§ **Directions for this task**
Copy out the items from the start through the line that contains "[354,45,800,466]", requests included, and increase every bounding box coordinate in the answers by 116. Leave out the pictures and everything after that line.

• • • • •

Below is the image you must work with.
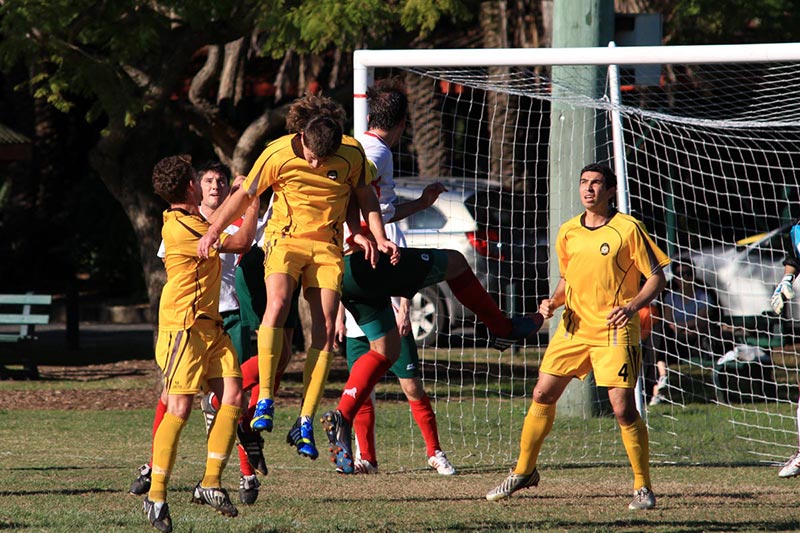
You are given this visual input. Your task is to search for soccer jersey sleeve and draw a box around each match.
[164,216,225,257]
[242,141,279,196]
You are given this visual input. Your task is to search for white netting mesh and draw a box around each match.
[368,54,800,464]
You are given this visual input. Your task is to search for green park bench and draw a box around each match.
[0,294,53,379]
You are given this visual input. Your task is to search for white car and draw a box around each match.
[396,178,547,346]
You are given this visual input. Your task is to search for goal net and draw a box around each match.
[354,45,800,466]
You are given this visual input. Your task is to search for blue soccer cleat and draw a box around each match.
[250,398,275,431]
[489,313,544,352]
[286,416,319,461]
[322,409,355,474]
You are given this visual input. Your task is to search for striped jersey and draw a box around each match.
[243,134,366,246]
[555,213,670,346]
[158,209,228,331]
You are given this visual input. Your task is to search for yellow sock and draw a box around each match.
[619,417,652,490]
[514,402,556,475]
[300,348,333,417]
[200,403,242,487]
[147,413,186,502]
[258,326,283,400]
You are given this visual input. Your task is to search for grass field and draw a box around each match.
[0,330,800,532]
[0,406,800,532]
[0,380,800,532]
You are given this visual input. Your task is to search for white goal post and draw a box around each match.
[353,43,800,464]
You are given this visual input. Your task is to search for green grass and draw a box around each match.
[0,344,800,532]
[0,404,800,532]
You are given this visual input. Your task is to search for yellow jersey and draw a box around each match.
[555,213,670,346]
[158,208,228,331]
[242,134,367,247]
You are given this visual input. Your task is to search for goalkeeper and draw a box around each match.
[770,221,800,477]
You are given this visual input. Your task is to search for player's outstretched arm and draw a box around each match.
[197,188,251,259]
[353,185,400,265]
[539,278,567,320]
[769,265,797,315]
[220,191,259,254]
[389,181,447,222]
[606,268,667,328]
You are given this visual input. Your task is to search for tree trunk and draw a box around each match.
[405,68,451,177]
[90,117,168,323]
[480,0,519,186]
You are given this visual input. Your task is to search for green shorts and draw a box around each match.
[346,335,419,378]
[342,248,447,341]
[220,309,250,364]
[234,246,301,330]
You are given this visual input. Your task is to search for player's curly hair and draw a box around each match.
[579,163,617,189]
[153,154,195,204]
[286,94,347,132]
[303,115,342,159]
[367,76,408,130]
[197,159,231,184]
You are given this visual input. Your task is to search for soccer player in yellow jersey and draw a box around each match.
[144,156,258,531]
[486,163,669,509]
[198,96,398,459]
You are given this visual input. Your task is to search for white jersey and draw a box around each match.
[157,206,242,313]
[356,132,397,223]
[344,132,406,337]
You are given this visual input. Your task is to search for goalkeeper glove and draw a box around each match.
[770,274,794,314]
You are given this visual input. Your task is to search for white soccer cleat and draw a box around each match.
[353,458,378,474]
[628,487,656,511]
[778,450,800,477]
[486,468,539,502]
[428,450,456,476]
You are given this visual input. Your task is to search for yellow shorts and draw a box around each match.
[264,238,344,293]
[156,319,242,394]
[539,335,642,389]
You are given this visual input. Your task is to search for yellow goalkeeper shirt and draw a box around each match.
[556,213,670,346]
[243,134,366,247]
[158,209,228,331]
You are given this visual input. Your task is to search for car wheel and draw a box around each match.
[409,287,447,346]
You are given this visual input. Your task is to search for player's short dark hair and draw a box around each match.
[286,94,347,132]
[367,77,408,130]
[303,116,342,158]
[153,155,195,204]
[197,160,231,183]
[580,163,617,189]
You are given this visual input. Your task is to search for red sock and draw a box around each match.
[353,394,378,465]
[148,396,167,466]
[337,350,392,424]
[408,394,442,457]
[447,269,511,337]
[236,443,256,476]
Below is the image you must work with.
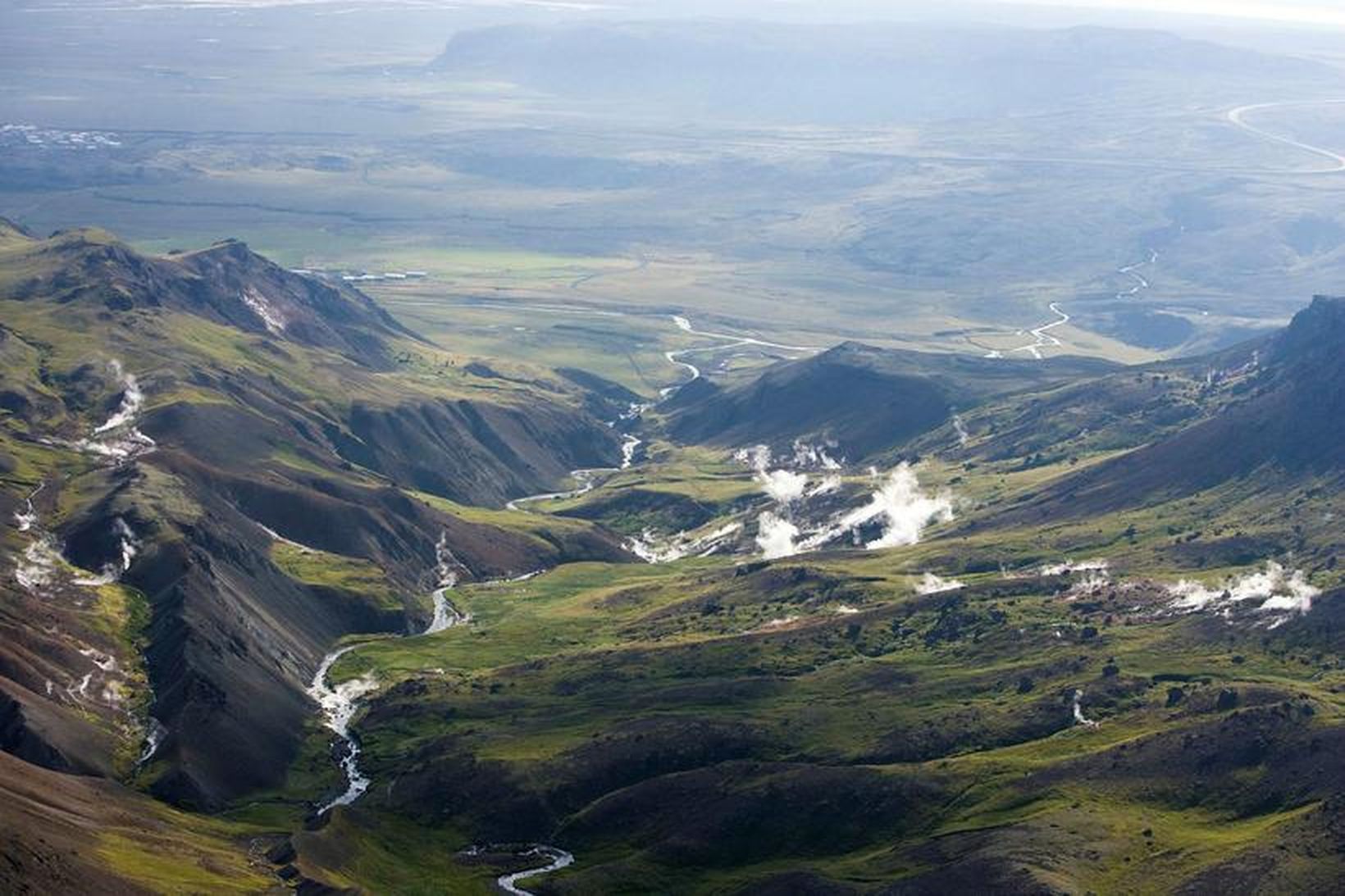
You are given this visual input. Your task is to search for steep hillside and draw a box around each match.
[0,226,410,367]
[990,296,1345,518]
[0,227,622,807]
[670,342,1114,460]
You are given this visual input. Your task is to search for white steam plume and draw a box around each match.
[805,463,954,550]
[756,510,799,560]
[1168,562,1322,613]
[916,573,967,594]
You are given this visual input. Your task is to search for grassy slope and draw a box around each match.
[291,441,1345,894]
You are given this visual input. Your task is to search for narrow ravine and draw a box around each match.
[495,844,574,896]
[305,533,574,896]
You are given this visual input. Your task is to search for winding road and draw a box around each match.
[1011,302,1069,361]
[1225,99,1345,174]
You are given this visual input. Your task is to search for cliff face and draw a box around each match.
[0,229,624,808]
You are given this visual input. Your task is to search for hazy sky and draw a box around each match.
[1001,0,1345,25]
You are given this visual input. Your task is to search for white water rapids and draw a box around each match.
[495,844,574,896]
[308,533,574,896]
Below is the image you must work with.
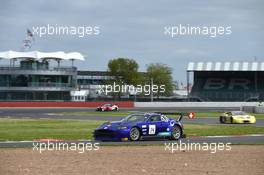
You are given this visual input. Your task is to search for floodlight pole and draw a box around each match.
[186,71,190,101]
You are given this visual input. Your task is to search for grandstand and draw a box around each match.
[187,62,264,101]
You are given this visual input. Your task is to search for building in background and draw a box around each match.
[0,51,84,101]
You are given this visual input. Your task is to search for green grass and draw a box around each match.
[0,119,264,140]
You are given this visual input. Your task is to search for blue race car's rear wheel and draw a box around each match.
[171,125,182,140]
[129,127,140,141]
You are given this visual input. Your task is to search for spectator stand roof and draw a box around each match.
[0,50,85,61]
[187,61,264,72]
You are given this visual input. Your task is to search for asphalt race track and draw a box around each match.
[0,108,264,127]
[0,108,264,148]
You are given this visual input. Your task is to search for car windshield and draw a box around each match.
[121,114,148,122]
[232,111,247,115]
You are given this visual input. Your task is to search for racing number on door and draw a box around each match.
[149,125,156,135]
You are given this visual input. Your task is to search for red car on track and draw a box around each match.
[96,104,119,111]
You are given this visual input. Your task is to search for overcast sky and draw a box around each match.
[0,0,264,81]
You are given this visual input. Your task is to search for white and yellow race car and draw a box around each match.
[219,111,256,123]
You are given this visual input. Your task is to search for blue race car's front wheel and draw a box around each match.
[129,127,140,141]
[171,125,182,140]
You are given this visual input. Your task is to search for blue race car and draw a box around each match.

• • • • •

§ **Response**
Below is the image you must work with.
You are given this visual input. Your task is to search for soccer jersey sleeve and draw a box around each match.
[280,332,341,373]
[358,257,395,312]
You are given this visual input. Your task is to search for white netting mesh and draw a box around each match.
[484,170,916,580]
You are given this visual input. Your task is to search for green park bench and draw a box around each match.
[116,410,169,495]
You are given this visual input. Your task is to search for white car and draw a box around each match.
[512,294,663,462]
You are given this visual input. Your task is to search for goal net and draw a box around each match.
[470,161,916,582]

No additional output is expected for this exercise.